TEXT SHOWN.
________________________________________

No, and yes. First, you don’t really need plutonium for the bomb, U-235 also is OK. There are design differences, but both are proven. But yes on the second part, there are reactors that use plutonium. Actually if there’s any U-238 in a reactor, it will absorb neutrons and become P-239, which itself will accumulate or react. This is where plutonium comes from.
The first small bit of fission explodes so violently that most of the fissionable fuel is dispersed before it can react. The fusion stage provides a flood of fast neutrons. By flooding the fission fuel with fast neutrons before it gets dispersed, much less of it is wasted.
A bonus effect of the fast neutron flux is that U-238, which isn’t normally fissionable, undergoes fission in those conditions. So if we have a fusion stage, we can jacket the entire bomb in U-238, which ends up providing more than half the total explosive yield. Since U-238 is relatively cheap and plentiful, it gives a lot bigger bang for the buck.
So I am wrong in believing that the Tsar Bomba relied on a damping blanket of Ur for most of its power? It was a 3 stage fission-fusion-fusion reaction without a blanket?
Perhaps it was designed with a Ur blanket and that was what was replaced with lead.
The bomb had been down-sized from a 100Mt to a 50Mt bomb via some mechanism.
That’s what reportedly happened. Had they used a U-238 tamper it would have been 100MT in yield, but a lot of the fallout would have fallen out onto Soviet territory. So they skipped the fast-fission stage by using a lead tamper. That cut the yield in half, but it was much cleaner because it was 97% from fusion.

________________________________________

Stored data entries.
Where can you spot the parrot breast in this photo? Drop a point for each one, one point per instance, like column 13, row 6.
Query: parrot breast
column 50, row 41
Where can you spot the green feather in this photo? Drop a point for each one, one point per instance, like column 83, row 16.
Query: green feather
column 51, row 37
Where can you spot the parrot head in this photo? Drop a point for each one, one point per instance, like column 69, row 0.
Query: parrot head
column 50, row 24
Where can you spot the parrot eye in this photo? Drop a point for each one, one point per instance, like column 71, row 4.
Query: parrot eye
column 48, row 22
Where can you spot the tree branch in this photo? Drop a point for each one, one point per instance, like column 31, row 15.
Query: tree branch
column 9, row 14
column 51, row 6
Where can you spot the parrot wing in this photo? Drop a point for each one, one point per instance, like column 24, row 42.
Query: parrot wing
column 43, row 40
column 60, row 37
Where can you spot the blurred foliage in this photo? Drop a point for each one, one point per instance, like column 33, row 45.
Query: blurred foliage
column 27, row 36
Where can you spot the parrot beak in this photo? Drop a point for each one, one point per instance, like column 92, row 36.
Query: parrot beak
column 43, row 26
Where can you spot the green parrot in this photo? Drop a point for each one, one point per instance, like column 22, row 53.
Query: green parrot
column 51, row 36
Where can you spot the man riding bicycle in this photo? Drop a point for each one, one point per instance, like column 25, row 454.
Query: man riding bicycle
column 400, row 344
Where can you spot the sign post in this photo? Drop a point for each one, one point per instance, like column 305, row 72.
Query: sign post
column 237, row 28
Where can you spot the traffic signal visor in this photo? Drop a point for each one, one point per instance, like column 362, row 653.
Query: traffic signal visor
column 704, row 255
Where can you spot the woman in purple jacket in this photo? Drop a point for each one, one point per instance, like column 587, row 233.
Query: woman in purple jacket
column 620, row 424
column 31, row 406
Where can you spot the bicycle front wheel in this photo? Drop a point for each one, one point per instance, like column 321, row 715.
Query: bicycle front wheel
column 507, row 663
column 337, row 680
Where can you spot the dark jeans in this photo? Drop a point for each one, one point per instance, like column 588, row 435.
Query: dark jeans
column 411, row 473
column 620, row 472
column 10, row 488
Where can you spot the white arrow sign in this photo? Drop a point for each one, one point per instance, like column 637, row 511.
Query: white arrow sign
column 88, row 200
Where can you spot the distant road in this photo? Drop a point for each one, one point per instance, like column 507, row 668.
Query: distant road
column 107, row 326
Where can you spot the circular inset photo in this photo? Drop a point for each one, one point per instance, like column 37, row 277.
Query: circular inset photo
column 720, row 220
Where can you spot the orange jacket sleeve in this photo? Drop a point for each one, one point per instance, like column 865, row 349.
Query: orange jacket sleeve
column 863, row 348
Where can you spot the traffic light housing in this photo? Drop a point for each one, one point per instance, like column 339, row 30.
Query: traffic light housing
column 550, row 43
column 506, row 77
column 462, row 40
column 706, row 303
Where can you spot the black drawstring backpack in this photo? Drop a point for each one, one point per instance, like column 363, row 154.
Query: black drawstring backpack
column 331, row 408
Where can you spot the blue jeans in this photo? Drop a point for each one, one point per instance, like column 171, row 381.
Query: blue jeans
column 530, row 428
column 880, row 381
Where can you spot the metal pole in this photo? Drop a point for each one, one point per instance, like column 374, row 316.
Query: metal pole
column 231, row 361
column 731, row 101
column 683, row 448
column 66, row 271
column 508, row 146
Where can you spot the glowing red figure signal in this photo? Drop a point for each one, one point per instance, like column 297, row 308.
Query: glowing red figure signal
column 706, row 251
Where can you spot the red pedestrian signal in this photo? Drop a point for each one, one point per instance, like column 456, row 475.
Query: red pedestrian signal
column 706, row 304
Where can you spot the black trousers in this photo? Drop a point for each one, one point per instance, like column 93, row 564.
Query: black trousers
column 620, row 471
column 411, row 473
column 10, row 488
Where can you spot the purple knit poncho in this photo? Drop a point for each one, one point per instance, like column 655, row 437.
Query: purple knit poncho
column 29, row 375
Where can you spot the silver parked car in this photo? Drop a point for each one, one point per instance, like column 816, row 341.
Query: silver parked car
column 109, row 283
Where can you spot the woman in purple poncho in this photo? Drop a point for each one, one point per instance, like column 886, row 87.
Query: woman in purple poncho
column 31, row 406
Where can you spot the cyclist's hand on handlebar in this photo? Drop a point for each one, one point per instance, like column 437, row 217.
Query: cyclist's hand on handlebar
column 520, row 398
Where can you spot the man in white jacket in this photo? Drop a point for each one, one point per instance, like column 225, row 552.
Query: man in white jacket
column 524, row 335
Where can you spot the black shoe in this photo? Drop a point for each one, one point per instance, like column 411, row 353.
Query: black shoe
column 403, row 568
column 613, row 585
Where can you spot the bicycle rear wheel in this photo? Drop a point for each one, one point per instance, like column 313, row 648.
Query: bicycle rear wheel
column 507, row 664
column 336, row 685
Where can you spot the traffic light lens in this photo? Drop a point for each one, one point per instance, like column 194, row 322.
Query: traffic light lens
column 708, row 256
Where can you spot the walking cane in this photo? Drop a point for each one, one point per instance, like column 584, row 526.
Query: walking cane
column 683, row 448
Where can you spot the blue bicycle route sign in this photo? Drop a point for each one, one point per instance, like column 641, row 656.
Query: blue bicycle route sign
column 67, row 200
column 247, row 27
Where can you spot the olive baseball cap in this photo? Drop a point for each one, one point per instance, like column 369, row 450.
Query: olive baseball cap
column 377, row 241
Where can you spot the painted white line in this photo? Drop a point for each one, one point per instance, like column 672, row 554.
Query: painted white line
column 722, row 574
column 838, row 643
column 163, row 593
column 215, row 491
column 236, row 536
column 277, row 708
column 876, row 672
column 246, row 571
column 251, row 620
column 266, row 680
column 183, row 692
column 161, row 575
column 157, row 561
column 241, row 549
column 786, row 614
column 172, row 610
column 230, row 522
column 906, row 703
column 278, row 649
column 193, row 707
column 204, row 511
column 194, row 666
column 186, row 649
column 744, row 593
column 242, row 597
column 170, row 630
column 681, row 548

________________________________________

QUESTIONS TO ANSWER.
[a] In the discussion of nuclear weapon design, what percentage of the Tsar Bomba's yield came from fusion after the lead tamper was used?
[b] Carry the discussion of nuclear weapon design further, starting after its last sentence.

ANSWERS TO THE EXERCISES.
[a] 97%

[b]
Still: “cleaner” is relative. There was still 1.5MT worth of fission yield from it, which is a shit-megaton of dirty fission products.
Neither.
U-235 or PU-239 is used as the “primary” - a fission bomb. The energy from that explosion (mostly in the form of x-rays) is used to “ignite” the fusion stage. The Neutrons from the fusion reaction are used to induce fission in the tamper and casing of the bomb.
In “dial-a-yield” weapons the amount of fusion can be selected, resulting in a huge range of yields.
You mean in a reactor? You would prefer to use natural uranium, because that’s what comes out of the mine. OTOH in a situation where MOX fuel is cheaper you could design your core to run on that.
U-238 is not fissile like U-235, so it cannot sustain a chain reaction.
For the fusion boosting you may use deuterium and tritium gas.
There’s a lot to that question. In general uranium is less radioactive, so easier to work with, but the necessary critical mass is like 4-5x what you’d need for plutonium.
Sort of, I guess, but that’s a totally different process. I wouldn’t want to use an analogy there.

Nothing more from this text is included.